# start of Document

Part III · The Craft · Chapter 13

Chapter 13: Operating Inside the Org

Two PMs raised the same concern in the same review, and only one of them is still in the conversation a week later.

The product is an agent that auto-approves vendor invoices under a threshold. The concern, in both their heads, is identical and correct: nobody has decided what happens when the agent pays an invoice it should have held, and there is no fast way to claw a payment back. Dana said it first. She said it the way most of us would, plainly and with conviction: this feels risky, we are moving too fast, we have not thought through what happens when it is wrong, and she meant every word. The room heard a brake. The VP nodded, said good flag, let’s not let perfect be the enemy of shipped, and the meeting moved on. Dana is now, quietly, the person who is not bought in.

Marcus had the same concern. He put a one-page document on the table titled “Rollback and recovery for invoice auto-pay,” and it had four short sections and three of them said “open” in red. The room could not move past it the way it moved past Dana, because it was not an objection; it was a gap in the launch, written in the launch’s own language, with the missing pieces named. Engineering started filling in the red sections in the meeting. Marcus is now the person the VP messages before the next review.

Same concern. Same room. Same week. The difference was not courage and it was not seniority. It was the form the concern arrived in. This chapter is about that form, because an organization right now is calibrated to ship, and a PM who cannot deploy judgment into a room calibrated to ship is a maintained capability that never reaches the field. Part II kept your judgment alive. The gate and the brief gave it two places to land. This is the third place, and it is the one where being right is the least of what is required.

Why being right is not enough

The conventional advice is to speak up early, escalate, bring data. It assumes a room calibrated to receive the data. That room does not exist in this cycle. The board wants an agent count. Demos close cycles. The CEO mandate is real and it is pointed at velocity. In that environment a PM who raises architectural or governance concerns in an open meeting does not read as rigorous. They read as slow, and slow is the one thing the room has been organized to punish.

# end of Document
# start of Entries supplied

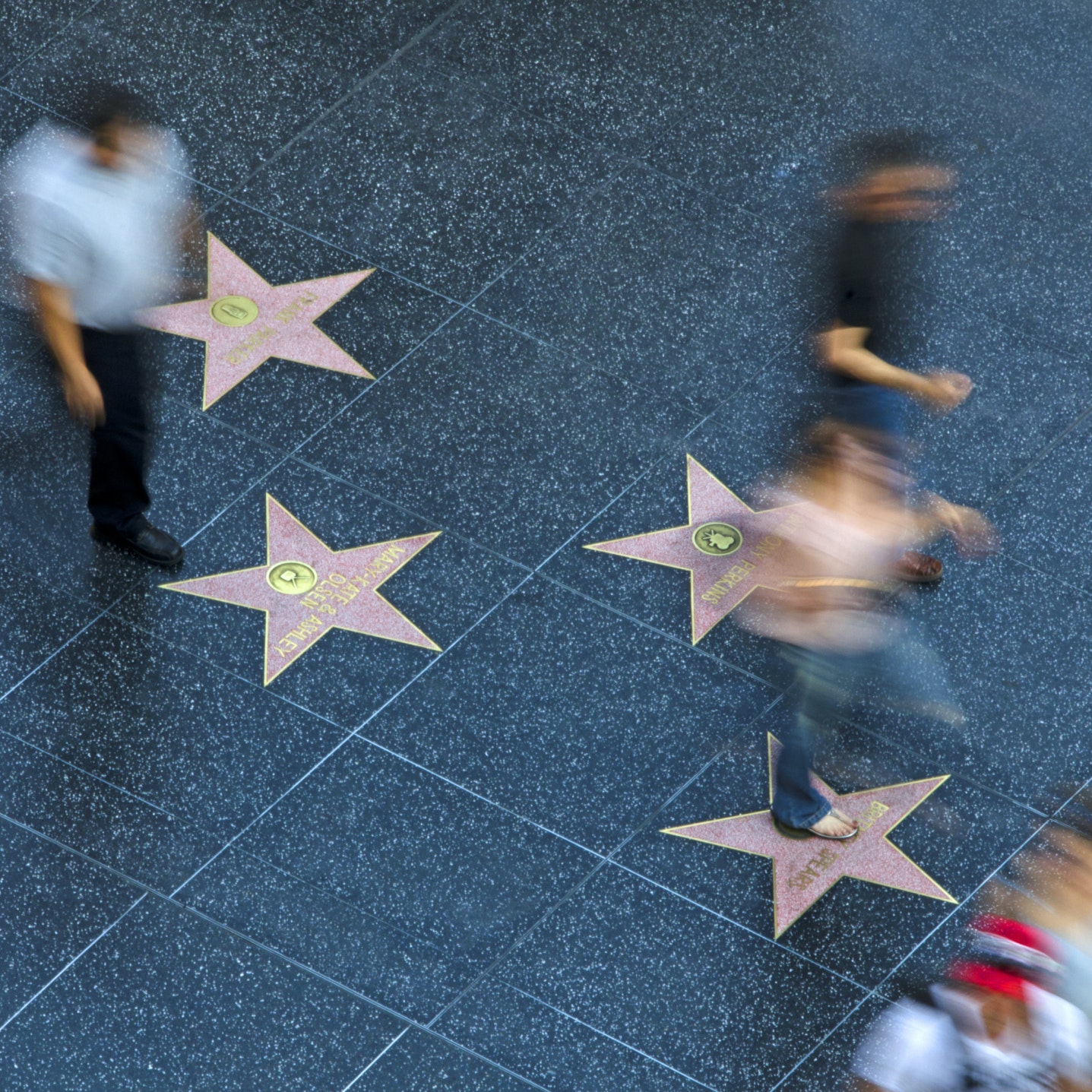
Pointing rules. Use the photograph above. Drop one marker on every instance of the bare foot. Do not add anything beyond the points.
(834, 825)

# end of Entries supplied
# start of Entries supplied

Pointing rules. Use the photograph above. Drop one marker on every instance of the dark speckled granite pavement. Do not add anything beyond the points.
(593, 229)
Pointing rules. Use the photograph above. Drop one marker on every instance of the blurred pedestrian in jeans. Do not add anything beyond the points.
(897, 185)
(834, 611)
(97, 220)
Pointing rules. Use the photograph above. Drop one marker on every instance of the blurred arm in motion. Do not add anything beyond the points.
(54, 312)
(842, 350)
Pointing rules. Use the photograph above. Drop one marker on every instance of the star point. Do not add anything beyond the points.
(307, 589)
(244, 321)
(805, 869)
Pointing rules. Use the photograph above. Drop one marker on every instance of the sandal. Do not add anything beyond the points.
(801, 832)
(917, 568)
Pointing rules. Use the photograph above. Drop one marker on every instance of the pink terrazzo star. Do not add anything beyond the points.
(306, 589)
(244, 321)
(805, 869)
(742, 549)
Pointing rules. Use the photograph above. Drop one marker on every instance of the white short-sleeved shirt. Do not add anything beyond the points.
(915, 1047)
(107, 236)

# end of Entries supplied
# start of Entries supplied

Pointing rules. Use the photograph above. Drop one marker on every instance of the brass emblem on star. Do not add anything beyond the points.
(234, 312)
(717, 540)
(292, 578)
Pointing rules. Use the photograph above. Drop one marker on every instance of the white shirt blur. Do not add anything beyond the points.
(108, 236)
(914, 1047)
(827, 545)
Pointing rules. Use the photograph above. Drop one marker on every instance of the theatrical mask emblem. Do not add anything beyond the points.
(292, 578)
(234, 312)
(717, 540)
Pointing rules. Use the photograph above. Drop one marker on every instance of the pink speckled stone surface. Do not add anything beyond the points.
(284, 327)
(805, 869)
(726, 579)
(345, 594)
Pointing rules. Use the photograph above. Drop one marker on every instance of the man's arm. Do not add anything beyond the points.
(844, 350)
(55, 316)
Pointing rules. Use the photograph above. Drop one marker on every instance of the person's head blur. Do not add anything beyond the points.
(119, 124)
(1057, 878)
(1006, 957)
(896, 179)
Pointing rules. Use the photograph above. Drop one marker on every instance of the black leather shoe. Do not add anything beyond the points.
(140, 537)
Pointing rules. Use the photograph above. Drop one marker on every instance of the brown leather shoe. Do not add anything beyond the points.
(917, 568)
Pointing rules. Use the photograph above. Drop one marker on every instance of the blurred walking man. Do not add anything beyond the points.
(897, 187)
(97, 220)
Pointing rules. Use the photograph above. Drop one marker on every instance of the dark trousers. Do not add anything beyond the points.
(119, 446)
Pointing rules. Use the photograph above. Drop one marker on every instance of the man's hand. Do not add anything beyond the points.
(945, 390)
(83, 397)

# end of Entries supplied

* **To do**
A: Reproduce word for word the passage of the chapter from "Chapter 13: Operating" to "not bought in.".
B: Report each line in the entries that contains the word "pink", copying every such line in full.

* **Exercise results**
A:
Chapter 13: Operating Inside the Org

Two PMs raised the same concern in the same review, and only one of them is still in the conversation a week later.

The product is an agent that auto-approves vendor invoices under a threshold. The concern, in both their heads, is identical and correct: nobody has decided what happens when the agent pays an invoice it should have held, and there is no fast way to claw a payment back. Dana said it first. She said it the way most of us would, plainly and with conviction: this feels risky, we are moving too fast, we have not thought through what happens when it is wrong, and she meant every word. The room heard a brake. The VP nodded, said good flag, let’s not let perfect be the enemy of shipped, and the meeting moved on. Dana is now, quietly, the person who is not bought in.

B:
Pointing rules. Use the photograph above. Drop one marker on every instance of the pink terrazzo star. Do not add anything beyond the points.
Pointing rules. Use the photograph above. Drop one marker on every instance of the pink speckled stone surface. Do not add anything beyond the points.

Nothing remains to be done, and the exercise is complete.